TEXTO PROPORCIONADO -
* * * * * * *

Algunas secuelas respiratorias derivan de la presencia de linfocitos T citotóxicos, que son activos y persistentes en el tiempo y también habría cierta evidencia de muerte celular a nivel pulmonar.
Los factores de riesgo de síndrome post-COVID-19 identificados incluyen la gravedad de la enfermedad (necesidad de ingreso hospitalario o en los CTI), la necesidad de soporte ventilatorio en la fase aguda, la edad (mayor de 50 años), el sexo (mujer) y comorbilidades (asma o enfermedad respiratoria previa, obesidad y aumento del índice de masa corporal). Diabetes, hipertensión, cáncer e inmunosupresión son factores de riesgo de gravedad y mortalidad en la fase aguda de la COVID-19; sin embargo, no existe evidencia de su asociación con el síndrome post-COVID-19. Los síntomas pueden ser persistentes o aparecer, tras un periodo asintomático, semanas o meses después de la infección inicial. El cuadro clínico es tan marcadamente heterogéneo y multisistémico como en la fase aguda, por lo que para su mejor abordaje se requiere un manejo interdisciplinario.
El hecho de que algunos pacientes con COVID-19 experimenten síntomas después de la recuperación de una infección aguda no es inusual. Otras infecciones, como las producidas por muchos virus se asocian a un mayor riesgo de padecer secuelas post infecciosas.
Los mecanismos fisiopatológicos que puede explicar y habilitar orientaciones terapéuticas aún no están totalmente aclarados. Un elemento clave podría ser la presencia de una cascada inflamatoria, generando fibrosis pulmonar y lesiones secundarias a nivel cardíaco y neurológico. En los casos graves, que requirieron largas internaciones en unidades de cuidados críticos se añade la inmovilidad prolongada y el cuadro de estrés postraumático.

* * * * * * *

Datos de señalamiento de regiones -
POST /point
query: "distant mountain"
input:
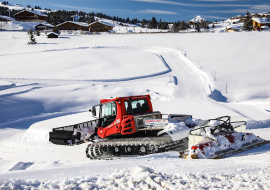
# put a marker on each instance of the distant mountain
(12, 6)
(18, 7)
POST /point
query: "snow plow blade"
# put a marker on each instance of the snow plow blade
(72, 134)
(220, 138)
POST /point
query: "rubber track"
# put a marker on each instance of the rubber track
(132, 147)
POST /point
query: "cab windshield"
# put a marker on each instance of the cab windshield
(136, 106)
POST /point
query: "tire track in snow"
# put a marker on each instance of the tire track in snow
(98, 80)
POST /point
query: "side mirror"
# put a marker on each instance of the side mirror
(94, 111)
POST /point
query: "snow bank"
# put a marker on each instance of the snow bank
(251, 124)
(177, 131)
(139, 177)
(14, 25)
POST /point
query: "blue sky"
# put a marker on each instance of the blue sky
(167, 10)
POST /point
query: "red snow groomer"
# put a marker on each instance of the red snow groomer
(219, 138)
(123, 126)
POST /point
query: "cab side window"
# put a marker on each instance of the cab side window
(108, 114)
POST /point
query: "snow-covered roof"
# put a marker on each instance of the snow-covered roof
(7, 18)
(197, 19)
(53, 33)
(102, 22)
(265, 27)
(77, 23)
(12, 6)
(45, 24)
(261, 20)
(34, 12)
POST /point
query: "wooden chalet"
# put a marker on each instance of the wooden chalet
(30, 16)
(52, 35)
(6, 19)
(43, 26)
(69, 25)
(260, 22)
(99, 26)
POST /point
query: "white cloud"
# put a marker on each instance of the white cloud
(148, 11)
(194, 4)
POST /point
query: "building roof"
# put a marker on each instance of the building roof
(265, 27)
(7, 18)
(261, 20)
(53, 33)
(102, 22)
(35, 12)
(77, 23)
(44, 24)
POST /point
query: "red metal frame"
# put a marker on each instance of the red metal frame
(124, 123)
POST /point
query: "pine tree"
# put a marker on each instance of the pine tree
(248, 22)
(32, 38)
(198, 27)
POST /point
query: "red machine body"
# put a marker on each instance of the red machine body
(116, 116)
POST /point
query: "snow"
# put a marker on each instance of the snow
(261, 20)
(34, 12)
(7, 18)
(77, 23)
(53, 33)
(183, 73)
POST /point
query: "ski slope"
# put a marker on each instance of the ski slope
(183, 73)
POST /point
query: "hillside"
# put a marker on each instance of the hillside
(66, 76)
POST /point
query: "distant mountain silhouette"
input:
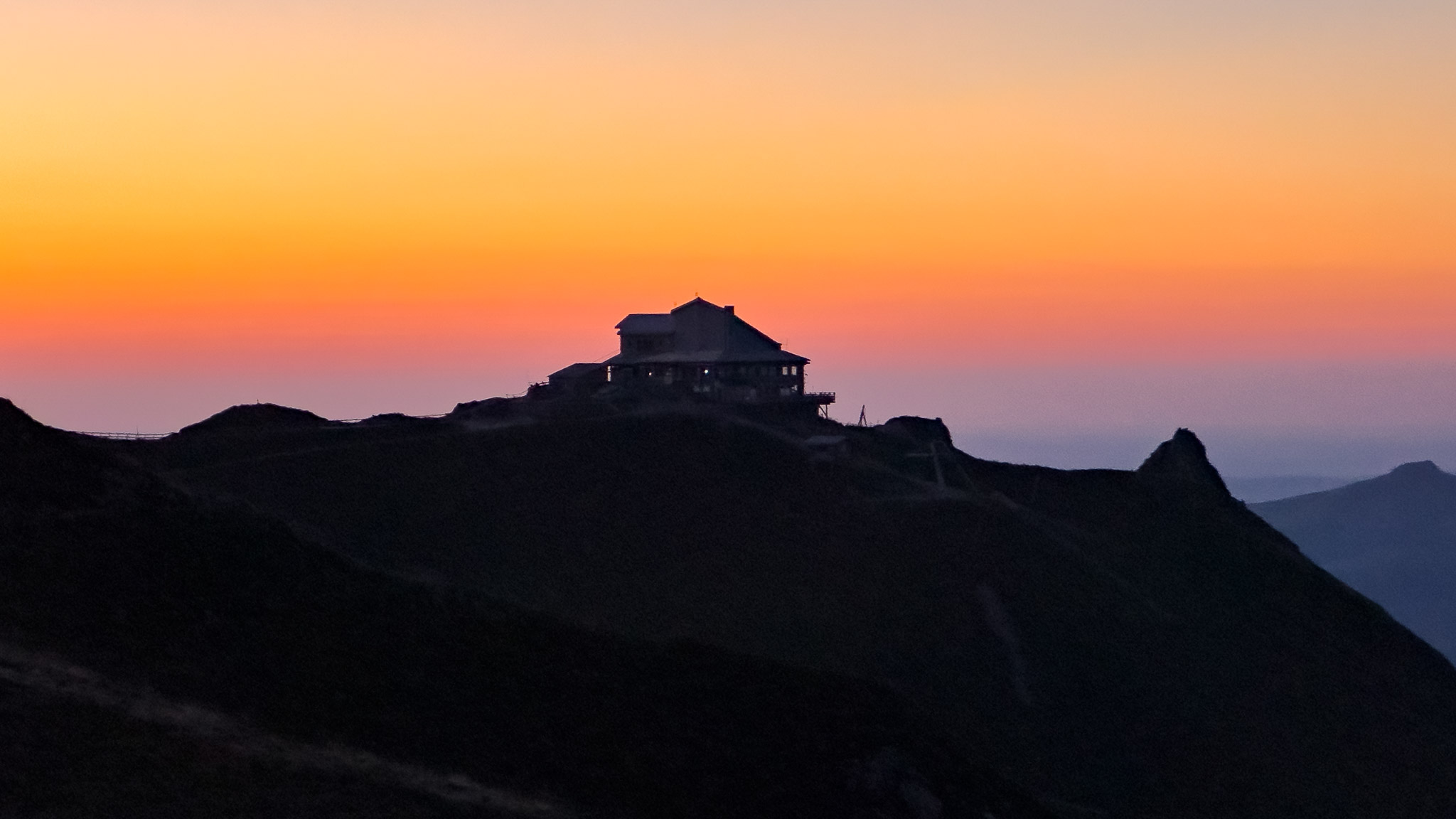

* * * * * * *

DESCRIPCIÓN DEL EJERCICIO -
Enumera los factores de riesgo del síndrome post-COVID-19 que recoge el texto sobre las secuelas de la COVID-19.

RESPUESTA -
- La gravedad de la enfermedad (necesidad de ingreso hospitalario o en los CTI)
- La necesidad de soporte ventilatorio en la fase aguda
- La edad (mayor de 50 años)
- El sexo (mujer)
- Las comorbilidades (asma o enfermedad respiratoria previa, obesidad y aumento del índice de masa corporal)